Referring expression data:

* * * *

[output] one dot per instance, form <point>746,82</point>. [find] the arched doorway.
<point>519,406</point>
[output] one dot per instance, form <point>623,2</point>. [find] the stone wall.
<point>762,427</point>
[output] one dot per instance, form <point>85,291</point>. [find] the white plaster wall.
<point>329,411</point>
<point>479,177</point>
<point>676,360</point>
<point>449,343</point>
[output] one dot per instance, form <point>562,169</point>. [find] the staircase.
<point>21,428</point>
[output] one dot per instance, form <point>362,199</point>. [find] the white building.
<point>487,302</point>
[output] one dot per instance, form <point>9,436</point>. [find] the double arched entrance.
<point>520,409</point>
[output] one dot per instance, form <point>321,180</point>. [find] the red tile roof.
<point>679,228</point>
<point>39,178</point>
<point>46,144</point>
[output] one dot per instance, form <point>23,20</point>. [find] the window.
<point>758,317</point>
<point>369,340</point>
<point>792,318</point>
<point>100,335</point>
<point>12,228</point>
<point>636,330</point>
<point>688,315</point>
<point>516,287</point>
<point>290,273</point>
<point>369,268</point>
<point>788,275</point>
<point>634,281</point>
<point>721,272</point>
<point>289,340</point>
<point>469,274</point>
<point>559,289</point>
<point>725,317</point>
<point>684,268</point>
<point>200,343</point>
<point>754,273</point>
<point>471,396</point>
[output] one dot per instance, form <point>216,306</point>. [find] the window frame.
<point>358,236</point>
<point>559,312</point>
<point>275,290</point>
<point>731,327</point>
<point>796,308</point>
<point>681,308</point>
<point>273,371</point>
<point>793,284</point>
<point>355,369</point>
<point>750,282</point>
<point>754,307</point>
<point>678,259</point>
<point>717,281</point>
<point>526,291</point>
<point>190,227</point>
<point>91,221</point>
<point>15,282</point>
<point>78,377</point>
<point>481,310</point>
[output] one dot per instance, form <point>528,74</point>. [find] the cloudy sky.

* * * *

[Task details] Each record above should be repeated exactly.

[Task response]
[output] one dot per instance, form <point>746,82</point>. [find] the arched doorway.
<point>519,406</point>
[output] one dot per instance, form <point>623,2</point>. [find] the stone wall.
<point>762,427</point>
[output] one dot per instance, form <point>85,291</point>. [find] the white plaster wall.
<point>329,411</point>
<point>479,177</point>
<point>676,360</point>
<point>449,343</point>
[output] one dot per instance, form <point>562,169</point>. [find] the staircase.
<point>21,428</point>
[output] one dot per instance, form <point>362,199</point>. [find] the white building.
<point>487,302</point>
[output] one dot per instance, form <point>9,436</point>. [find] the double arched entrance.
<point>520,409</point>
[output] one dot per instance, form <point>321,180</point>. [find] the red tile roof.
<point>679,228</point>
<point>39,178</point>
<point>46,144</point>
[output] one dot per instance, form <point>23,20</point>. [find] the window.
<point>758,317</point>
<point>369,340</point>
<point>792,318</point>
<point>100,335</point>
<point>12,228</point>
<point>636,330</point>
<point>688,315</point>
<point>516,287</point>
<point>290,273</point>
<point>369,268</point>
<point>788,275</point>
<point>634,281</point>
<point>721,272</point>
<point>289,340</point>
<point>469,274</point>
<point>559,289</point>
<point>725,317</point>
<point>684,268</point>
<point>200,343</point>
<point>754,273</point>
<point>471,396</point>
[output] one dot per instance, form <point>216,306</point>. [find] the window frame.
<point>358,236</point>
<point>559,312</point>
<point>275,290</point>
<point>731,327</point>
<point>796,308</point>
<point>681,308</point>
<point>273,371</point>
<point>793,284</point>
<point>355,369</point>
<point>750,282</point>
<point>754,307</point>
<point>678,259</point>
<point>717,281</point>
<point>526,291</point>
<point>190,227</point>
<point>91,221</point>
<point>15,282</point>
<point>78,377</point>
<point>481,310</point>
[output] one dot per instance, form <point>528,74</point>. [find] the cloudy sky.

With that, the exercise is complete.